Six pieds sous terre
8.1
Six pieds sous terre

Série HBO (2001)

Je pense que les mots-mêmes n'exprimeraient pas assez justement ce que j'ai ressenti devant Six Feet Under. Alors j'essayerai, tout de même, de lui rendre un humble hommage et d'illustrer ici les sentiments qui m'ont animé durant mon visionnage, et continueront à en faire ainsi jusqu'à la fin de mes jours. Jusqu'à la fin de mes jours, oui, jusqu'à ce que, comme à chaque introduction d'épisode, je m'éteigne à mon tour. Car plus qu'une série, SFU est une leçon de vie, et j'ai l'intime conviction d'en être sortie changée. Plus qu'une série, c'est la vie elle-même. Une longue aventure tumultueuse et arbitraire qui, à chaque étape, nous fait grandir davantage. Et ce fut le cas ici. Rarement une œuvre ne m'aura autant percutée.


SFU transcende son état de fiction comme peu d'œuvres se le seront permises avant elle. Seules les séries ont le privilège de pouvoir rendre compte d'une réalité à long-terme, d'en capter les moindres soubresauts, de s'affranchir du statut auquel elles appartiennent – et censé les restreindre dans leur processus de création – pour atteindre un réalisme presque absolu. Et peu d'entre elles l'avaient fait auparavant, parce qu'elle ne répond pas aux codes et poncifs de son format. Je n'ai jamais rien vu de tel. A mes yeux, SFU demeura la représentation ultime de l'humain de notre époque. La regarder, c'est comme observer la vie éclore devant nos yeux, à l'infini. C'est précisément cette sensation proche de l'ennui et de non-action, parfois, – et surtout à ses débuts, le temps que l'on s'y habitue – qui en fait tout le génie.


Au bout du compte, et dès le commencement, le but des auteurs n'était pas de faire avancer l'intrigue au moyen de quelconques rebondissements scénaristiques farfelus et invraisemblables – principe prédominant dans le monde des séries – mais que l'existence des personnages fasse écho à celle des spectateurs, dans une démarche noble et inédite jusqu'alors. Véritable fresque existentielle introspective, SFU s'impose comme un monument du petit écran (et bien plus encore) dont la narration revêt l'habit d'une autopsie de l'âme humaine.

········

### ÉNONCÉ 1
Extrayez des enregistrements chaque ligne qui contient le mot "boonie", en respectant la casse.

········

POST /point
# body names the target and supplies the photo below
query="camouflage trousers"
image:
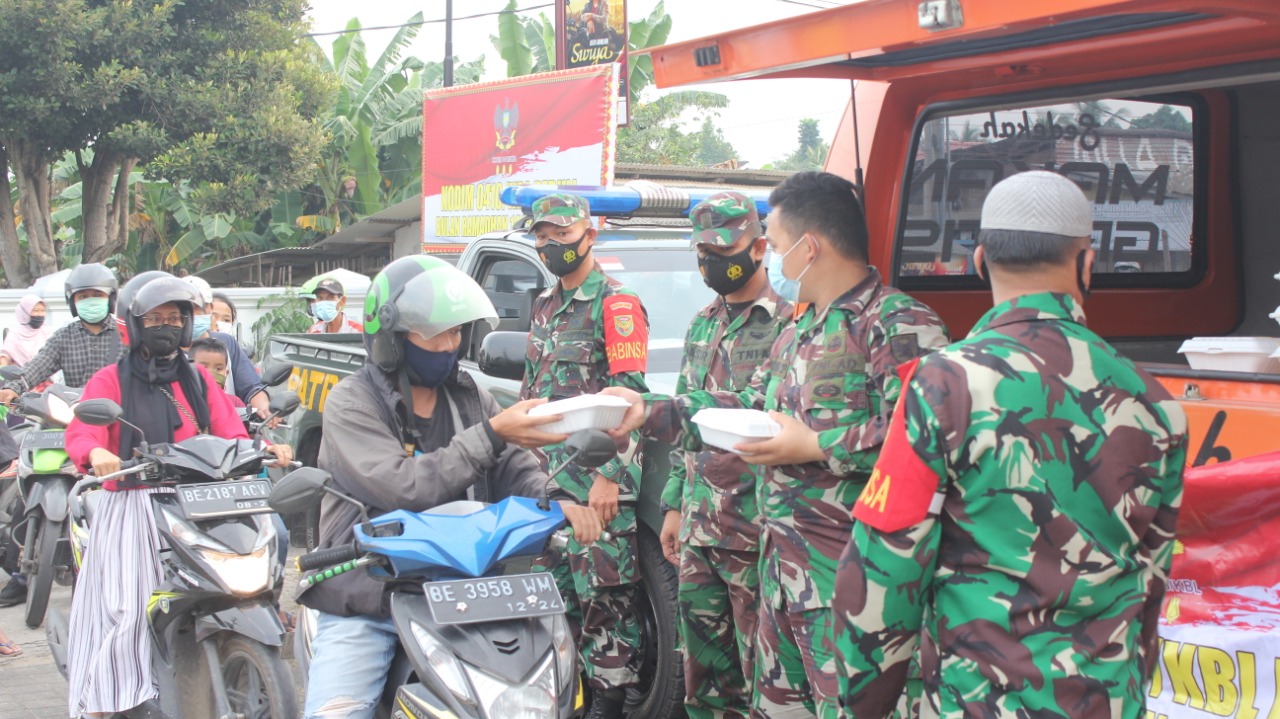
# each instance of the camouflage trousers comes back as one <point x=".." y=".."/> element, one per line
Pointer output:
<point x="720" y="592"/>
<point x="599" y="587"/>
<point x="795" y="664"/>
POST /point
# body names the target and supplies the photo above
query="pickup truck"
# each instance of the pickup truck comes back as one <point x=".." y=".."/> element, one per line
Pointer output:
<point x="654" y="262"/>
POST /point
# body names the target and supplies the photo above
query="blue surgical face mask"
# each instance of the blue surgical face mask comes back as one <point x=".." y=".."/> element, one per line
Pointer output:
<point x="426" y="367"/>
<point x="786" y="288"/>
<point x="92" y="310"/>
<point x="325" y="310"/>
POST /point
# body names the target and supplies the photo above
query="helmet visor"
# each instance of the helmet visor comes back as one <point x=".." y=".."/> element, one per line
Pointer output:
<point x="440" y="300"/>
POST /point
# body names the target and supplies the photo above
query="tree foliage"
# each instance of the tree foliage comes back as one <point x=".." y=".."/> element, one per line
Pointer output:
<point x="218" y="94"/>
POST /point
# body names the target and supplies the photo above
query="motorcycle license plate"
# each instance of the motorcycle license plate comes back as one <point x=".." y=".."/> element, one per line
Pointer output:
<point x="224" y="499"/>
<point x="511" y="596"/>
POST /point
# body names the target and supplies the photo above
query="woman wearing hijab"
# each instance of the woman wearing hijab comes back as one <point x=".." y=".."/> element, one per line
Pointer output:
<point x="26" y="339"/>
<point x="168" y="399"/>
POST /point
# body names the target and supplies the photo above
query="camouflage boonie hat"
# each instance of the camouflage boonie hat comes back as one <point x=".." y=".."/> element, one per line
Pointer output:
<point x="561" y="209"/>
<point x="722" y="219"/>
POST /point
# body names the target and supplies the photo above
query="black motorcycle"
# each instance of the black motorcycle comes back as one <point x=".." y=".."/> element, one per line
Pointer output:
<point x="214" y="619"/>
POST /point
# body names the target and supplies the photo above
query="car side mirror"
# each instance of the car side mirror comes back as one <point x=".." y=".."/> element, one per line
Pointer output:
<point x="99" y="412"/>
<point x="277" y="375"/>
<point x="298" y="490"/>
<point x="594" y="448"/>
<point x="284" y="403"/>
<point x="502" y="355"/>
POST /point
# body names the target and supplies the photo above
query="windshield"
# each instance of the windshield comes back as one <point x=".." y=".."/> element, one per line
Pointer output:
<point x="671" y="288"/>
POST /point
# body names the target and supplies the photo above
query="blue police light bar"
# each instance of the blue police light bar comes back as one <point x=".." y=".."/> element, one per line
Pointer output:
<point x="629" y="201"/>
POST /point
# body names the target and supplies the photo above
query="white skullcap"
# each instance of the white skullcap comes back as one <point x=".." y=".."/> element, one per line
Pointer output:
<point x="206" y="293"/>
<point x="1038" y="201"/>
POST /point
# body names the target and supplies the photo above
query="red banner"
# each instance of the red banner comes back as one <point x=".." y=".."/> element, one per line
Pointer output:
<point x="551" y="128"/>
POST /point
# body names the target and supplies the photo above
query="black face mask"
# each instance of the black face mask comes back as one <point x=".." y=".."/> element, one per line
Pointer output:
<point x="1080" y="275"/>
<point x="562" y="259"/>
<point x="727" y="274"/>
<point x="161" y="340"/>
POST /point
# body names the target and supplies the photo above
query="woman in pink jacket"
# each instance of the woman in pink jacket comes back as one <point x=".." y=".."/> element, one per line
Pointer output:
<point x="168" y="399"/>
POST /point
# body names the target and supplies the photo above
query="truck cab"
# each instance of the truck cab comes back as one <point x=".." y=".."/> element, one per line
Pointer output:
<point x="1161" y="110"/>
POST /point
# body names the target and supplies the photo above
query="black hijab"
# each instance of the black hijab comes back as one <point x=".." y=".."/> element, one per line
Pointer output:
<point x="147" y="407"/>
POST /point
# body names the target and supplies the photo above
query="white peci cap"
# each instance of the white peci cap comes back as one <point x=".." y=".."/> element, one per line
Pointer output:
<point x="1038" y="201"/>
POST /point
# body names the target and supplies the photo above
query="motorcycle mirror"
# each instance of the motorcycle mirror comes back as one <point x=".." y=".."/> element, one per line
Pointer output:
<point x="502" y="355"/>
<point x="284" y="403"/>
<point x="298" y="490"/>
<point x="99" y="412"/>
<point x="277" y="375"/>
<point x="593" y="448"/>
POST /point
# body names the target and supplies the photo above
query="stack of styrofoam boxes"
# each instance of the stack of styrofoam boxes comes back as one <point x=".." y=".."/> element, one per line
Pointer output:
<point x="1234" y="353"/>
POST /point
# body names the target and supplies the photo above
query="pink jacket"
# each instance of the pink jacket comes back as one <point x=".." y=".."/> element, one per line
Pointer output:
<point x="82" y="439"/>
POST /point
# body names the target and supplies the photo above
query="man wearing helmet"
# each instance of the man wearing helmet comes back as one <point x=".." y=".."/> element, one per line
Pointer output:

········

### ÉNONCÉ 2
Répondez à ces questions sur la critique de Six pieds sous terre :
(a) Sur quelle chaîne et en quelle année la série est-elle indiquée ?
(b) Selon le paragraphe qui commence par « SFU transcende », quelles œuvres ont le privilège de rendre compte d'une réalité à long terme ?
(c) Quel était le but des auteurs dès le commencement ?

### RÉSULTAT 1
query="camouflage boonie hat"
# each instance of the camouflage boonie hat comes back as one <point x=".." y=".."/> element, one per line

### RÉSULTAT 2
(a) Sur HBO, en 2001.
(b) Les séries.
(c) Que l'existence des personnages fasse écho à celle des spectateurs.